## Assigned task
Transcribe exactly the line containing "Target: cumulus cloud" and every line after it, through the end of the records below.

## Input data
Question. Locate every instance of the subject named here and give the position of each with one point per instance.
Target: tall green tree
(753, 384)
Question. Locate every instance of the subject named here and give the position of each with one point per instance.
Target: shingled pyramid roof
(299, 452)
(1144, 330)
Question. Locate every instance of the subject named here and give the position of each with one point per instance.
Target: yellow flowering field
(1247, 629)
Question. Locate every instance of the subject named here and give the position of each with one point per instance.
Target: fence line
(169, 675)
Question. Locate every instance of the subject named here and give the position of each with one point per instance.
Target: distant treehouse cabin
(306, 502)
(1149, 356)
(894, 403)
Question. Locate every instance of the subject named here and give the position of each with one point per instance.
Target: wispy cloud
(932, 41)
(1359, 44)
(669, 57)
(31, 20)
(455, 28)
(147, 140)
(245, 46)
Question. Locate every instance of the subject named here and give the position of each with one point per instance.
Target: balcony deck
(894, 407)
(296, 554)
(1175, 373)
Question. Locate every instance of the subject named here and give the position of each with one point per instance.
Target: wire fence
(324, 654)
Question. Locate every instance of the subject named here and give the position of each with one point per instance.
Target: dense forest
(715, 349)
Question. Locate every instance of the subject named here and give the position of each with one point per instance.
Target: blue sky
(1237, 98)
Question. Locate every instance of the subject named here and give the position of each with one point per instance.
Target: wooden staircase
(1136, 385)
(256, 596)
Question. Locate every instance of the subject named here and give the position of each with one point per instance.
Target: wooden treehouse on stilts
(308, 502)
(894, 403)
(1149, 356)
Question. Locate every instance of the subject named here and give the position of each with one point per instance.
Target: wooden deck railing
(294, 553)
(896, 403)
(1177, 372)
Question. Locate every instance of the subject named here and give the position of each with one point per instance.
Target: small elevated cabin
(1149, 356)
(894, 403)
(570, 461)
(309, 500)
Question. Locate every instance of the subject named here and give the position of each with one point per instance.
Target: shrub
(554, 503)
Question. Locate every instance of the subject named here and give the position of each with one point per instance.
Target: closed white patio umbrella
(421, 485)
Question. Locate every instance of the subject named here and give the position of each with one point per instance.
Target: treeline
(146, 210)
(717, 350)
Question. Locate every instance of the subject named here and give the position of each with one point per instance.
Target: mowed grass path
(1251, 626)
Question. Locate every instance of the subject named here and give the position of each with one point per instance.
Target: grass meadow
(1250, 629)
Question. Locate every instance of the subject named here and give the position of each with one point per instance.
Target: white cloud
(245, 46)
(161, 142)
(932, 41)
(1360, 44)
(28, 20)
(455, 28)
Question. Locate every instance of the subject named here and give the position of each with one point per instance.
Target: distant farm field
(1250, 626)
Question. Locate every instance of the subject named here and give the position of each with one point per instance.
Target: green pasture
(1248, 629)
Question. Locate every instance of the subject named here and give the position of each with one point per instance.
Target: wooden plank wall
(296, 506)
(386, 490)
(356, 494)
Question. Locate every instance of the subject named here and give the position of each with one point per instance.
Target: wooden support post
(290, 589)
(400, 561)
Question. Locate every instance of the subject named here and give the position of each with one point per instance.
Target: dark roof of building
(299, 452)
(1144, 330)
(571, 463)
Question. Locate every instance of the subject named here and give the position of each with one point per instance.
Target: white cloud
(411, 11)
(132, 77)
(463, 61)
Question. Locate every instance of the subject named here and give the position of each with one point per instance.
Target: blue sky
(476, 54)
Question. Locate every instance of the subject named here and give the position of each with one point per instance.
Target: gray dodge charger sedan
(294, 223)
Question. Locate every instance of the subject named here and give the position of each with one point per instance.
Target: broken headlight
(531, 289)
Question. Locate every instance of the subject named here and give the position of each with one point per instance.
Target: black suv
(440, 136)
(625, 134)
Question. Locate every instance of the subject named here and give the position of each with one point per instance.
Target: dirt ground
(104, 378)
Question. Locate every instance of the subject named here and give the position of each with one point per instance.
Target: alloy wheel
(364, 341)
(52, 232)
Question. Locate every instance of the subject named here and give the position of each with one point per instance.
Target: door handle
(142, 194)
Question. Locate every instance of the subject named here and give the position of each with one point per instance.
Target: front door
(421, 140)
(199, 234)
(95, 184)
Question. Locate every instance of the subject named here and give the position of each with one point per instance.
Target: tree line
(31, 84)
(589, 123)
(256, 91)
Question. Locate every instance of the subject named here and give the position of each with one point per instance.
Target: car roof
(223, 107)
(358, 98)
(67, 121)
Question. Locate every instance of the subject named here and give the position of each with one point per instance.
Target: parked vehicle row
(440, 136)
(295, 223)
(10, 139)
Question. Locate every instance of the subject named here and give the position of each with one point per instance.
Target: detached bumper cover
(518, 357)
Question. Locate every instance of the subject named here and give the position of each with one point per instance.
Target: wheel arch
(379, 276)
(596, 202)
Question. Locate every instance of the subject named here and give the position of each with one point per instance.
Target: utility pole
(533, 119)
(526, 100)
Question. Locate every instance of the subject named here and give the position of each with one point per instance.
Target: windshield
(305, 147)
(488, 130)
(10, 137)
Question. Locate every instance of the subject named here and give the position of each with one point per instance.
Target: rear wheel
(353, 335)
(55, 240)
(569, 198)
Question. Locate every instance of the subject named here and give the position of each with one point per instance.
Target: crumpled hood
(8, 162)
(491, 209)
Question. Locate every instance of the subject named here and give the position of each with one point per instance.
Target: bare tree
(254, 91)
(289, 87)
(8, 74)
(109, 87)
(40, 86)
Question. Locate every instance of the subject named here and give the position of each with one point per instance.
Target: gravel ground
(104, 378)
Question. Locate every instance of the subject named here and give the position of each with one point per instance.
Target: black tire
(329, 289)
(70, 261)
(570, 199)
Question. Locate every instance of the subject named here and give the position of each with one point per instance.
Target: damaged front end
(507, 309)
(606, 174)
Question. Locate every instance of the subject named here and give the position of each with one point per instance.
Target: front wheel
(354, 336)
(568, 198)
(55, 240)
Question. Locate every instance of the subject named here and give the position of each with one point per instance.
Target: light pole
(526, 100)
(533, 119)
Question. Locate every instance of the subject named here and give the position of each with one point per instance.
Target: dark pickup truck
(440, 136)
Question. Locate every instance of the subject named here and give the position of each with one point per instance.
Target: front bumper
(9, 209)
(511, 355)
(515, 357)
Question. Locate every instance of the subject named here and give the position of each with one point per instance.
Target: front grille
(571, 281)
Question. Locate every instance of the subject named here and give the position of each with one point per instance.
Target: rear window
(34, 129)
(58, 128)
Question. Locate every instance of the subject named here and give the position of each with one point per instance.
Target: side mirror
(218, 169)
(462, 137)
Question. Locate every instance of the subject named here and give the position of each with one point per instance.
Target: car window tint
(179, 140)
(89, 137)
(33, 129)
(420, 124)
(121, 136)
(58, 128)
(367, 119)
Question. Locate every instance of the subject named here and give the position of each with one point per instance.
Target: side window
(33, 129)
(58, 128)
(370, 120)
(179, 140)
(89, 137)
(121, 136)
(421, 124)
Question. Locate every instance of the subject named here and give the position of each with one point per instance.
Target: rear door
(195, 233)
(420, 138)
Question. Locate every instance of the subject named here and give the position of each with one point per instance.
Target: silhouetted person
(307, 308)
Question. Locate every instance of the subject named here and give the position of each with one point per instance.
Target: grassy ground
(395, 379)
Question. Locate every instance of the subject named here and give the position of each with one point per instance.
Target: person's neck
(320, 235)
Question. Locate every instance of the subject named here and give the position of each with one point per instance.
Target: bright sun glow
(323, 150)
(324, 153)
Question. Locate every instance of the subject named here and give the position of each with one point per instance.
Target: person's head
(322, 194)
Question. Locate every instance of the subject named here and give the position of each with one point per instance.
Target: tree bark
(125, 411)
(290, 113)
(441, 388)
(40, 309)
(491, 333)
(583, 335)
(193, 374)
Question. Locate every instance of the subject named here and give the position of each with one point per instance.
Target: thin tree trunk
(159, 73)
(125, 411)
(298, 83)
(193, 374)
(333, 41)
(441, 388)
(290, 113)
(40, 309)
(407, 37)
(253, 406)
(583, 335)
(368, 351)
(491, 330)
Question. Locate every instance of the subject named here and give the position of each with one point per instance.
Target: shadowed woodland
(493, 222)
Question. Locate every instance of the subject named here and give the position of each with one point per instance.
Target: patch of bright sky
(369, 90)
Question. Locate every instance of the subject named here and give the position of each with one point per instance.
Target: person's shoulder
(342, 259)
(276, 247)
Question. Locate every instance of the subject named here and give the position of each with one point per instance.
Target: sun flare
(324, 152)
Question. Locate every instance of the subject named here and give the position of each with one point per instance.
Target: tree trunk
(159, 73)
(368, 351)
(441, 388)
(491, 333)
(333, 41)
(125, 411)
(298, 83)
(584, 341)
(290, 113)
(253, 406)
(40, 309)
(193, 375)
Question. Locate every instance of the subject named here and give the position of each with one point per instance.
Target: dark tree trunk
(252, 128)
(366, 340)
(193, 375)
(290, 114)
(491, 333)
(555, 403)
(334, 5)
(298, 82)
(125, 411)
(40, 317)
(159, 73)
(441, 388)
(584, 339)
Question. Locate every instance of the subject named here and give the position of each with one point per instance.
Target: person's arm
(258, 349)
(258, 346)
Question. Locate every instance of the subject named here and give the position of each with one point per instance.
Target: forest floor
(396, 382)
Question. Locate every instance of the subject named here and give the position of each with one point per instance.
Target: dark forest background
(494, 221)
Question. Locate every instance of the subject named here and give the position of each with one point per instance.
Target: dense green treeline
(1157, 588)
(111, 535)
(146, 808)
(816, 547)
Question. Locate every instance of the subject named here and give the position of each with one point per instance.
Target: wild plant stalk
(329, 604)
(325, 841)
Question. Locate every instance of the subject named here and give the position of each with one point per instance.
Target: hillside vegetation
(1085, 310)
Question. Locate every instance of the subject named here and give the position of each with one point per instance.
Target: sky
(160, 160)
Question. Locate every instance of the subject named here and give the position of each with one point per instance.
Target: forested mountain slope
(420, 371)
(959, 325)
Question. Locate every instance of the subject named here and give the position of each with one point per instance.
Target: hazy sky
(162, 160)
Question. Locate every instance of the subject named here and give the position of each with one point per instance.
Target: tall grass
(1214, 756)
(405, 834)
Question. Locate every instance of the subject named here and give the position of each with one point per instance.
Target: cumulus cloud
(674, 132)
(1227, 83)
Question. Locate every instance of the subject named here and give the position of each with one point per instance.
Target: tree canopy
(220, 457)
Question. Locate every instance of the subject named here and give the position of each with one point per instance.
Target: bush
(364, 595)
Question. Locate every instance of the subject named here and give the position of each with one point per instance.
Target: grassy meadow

## Result of the exercise
Target: cumulus cloud
(674, 132)
(1227, 83)
Question. Locate every instance of the subject named here and give the position of each with one point per instance.
Target: tree canopy
(220, 457)
Question. Locate every instance of the subject named here and give the position of each with one point per instance.
Target: bush
(364, 595)
Question. Locate every instance of the subject named here and give the position of each with one point per instance.
Target: grassy meadow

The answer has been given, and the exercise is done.